• **Texte**
C’est l’histoire d’une passion dévastatrice entre un avocat et une jeune bohème, mais où les personnages demeurent dignes et ne se hurlent jamais dessus. Ces deux-là n’auraient pour ainsi dire jamais dû se rencontrer, mais la solitude les réunit un certain temps, même s’ils savent d’emblée qu’ils ne pourront aller bien loin tous les deux. Profondément marqué par la demande de divorce de sa femme, Jerry paraît être le fantôme de lui-même, traîne dans les musées de la Grosse Pomme, va au cinéma, enchaîne les verres dans un bar du coin. « Aujourd’hui, j’ai décidé de vivre il y a environ dix minutes » s’exclame-t-il quand il rencontre par hasard la belle Gittel « Mosca », une petite danseuse qui vit chichement et qui se laisse embarquer dans cette relation, même si elle n’est pas dupe quant à la tournure que celle-ci prendra. En réalité, leur confrontation les mettra face à eux-mêmes et leur permettra d’aller enfin de l’avant, mais pas forcément, ou plutôt sûrement pas ensemble.
Rares sont les scènes où Jerry et Gittel apparaissent au même niveau, impression renforcée par la mise en scène de Robert Wise, que ça soit par l’utilisation d’un faux split-screen montrant les deux individus dans leur appartement respectif en un seul plan (les deux décors étaient construits sur le même plateau, séparés à l’écran par une scission construite de toutes pièces), ou par de nombreux champs-contrechamps où les regards ne sont pas alignés, mais toujours (ou presque) en plongée et contre-plongée. S’il y a bien une tension sexuelle réelle entre les deux individus, un troisième élément s’incruste immédiatement dans cette relation, représentée par la future ex-femme de Jerry, qui n’apparaîtra jamais à l’écran, mais qui reste toutefois omniprésente par téléphone. Jerry ne peut donc pas s’investir dans cette relation avec Gittel, qui – philosophe – semble s’être toujours préparée à la rupture, mais qui ne manque pourtant pas l’occasion de profiter de l’instant présent et de ce que Jerry lui apporte malgré tout en affection, en chaleur, en considération.
Comment peux-tu accepter d’être le torchon sur lequel on s’essuie ?
Certains pourront reprocher au film d’être très (trop ?) bavard ou redondants, ce qu’il est indéniablement. Mais bien sûr cela reflète la nature théâtrale de Deux sur la balançoire, tout en reflétant l’indécision et la peur des personnages alors seuls, qui voient leur propre reflet dans le visage de celui/celle qu’elle/il a en face d’elle/lui, la parole et les répétitions noyant alors la réalité de la situation et l’inéluctabilité de leur relation. Ancien monteur (chez William Dieterle, Orson Welles), Robert Wise sculpte son film et s’empare d’une matière brute, se l’approprie et la restitue à travers un langage qui lui est propre et personnel. En dirigeant les deux stars, impériales, magnétiques, le réalisateur leur offre un de leurs rôles les plus bouleversants, pudiques, mélancoliques et intimistes.
Ce que je veux donner, tu n’en veux pas. Ce que je veux, tu ne peux pas.

• **Exercices**
A: Selon le texte, quel métier Robert Wise exerçait-il avant de réaliser des films ?
B: Résumez le texte en deux phrases.
C: Reproduisez fidèlement le passage du texte qui commence aux mots « Comment peux-tu accepter » et s'arrête après « mélancoliques et intimistes. ».

• **Données**

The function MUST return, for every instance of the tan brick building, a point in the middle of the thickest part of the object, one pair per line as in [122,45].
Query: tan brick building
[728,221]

• **Corrigé**
A: Il était monteur, notamment chez William Dieterle et Orson Welles.

B: Le texte présente Deux sur la balançoire comme l'histoire d'une passion entre Jerry, un avocat profondément marqué par la demande de divorce de sa femme, et Gittel, une jeune danseuse bohème, que la solitude réunit un temps sans qu'ils puissent aller bien loin ensemble. Il met en avant une mise en scène de Robert Wise qui place rarement les deux personnages au même niveau, et juge le film bavard mais fidèle à sa nature théâtrale, porté par deux stars dans des rôles parmi les plus bouleversants de leur carrière.

C:
Comment peux-tu accepter d’être le torchon sur lequel on s’essuie ?
Certains pourront reprocher au film d’être très (trop ?) bavard ou redondants, ce qu’il est indéniablement. Mais bien sûr cela reflète la nature théâtrale de Deux sur la balançoire, tout en reflétant l’indécision et la peur des personnages alors seuls, qui voient leur propre reflet dans le visage de celui/celle qu’elle/il a en face d’elle/lui, la parole et les répétitions noyant alors la réalité de la situation et l’inéluctabilité de leur relation. Ancien monteur (chez William Dieterle, Orson Welles), Robert Wise sculpte son film et s’empare d’une matière brute, se l’approprie et la restitue à travers un langage qui lui est propre et personnel. En dirigeant les deux stars, impériales, magnétiques, le réalisateur leur offre un de leurs rôles les plus bouleversants, pudiques, mélancoliques et intimistes.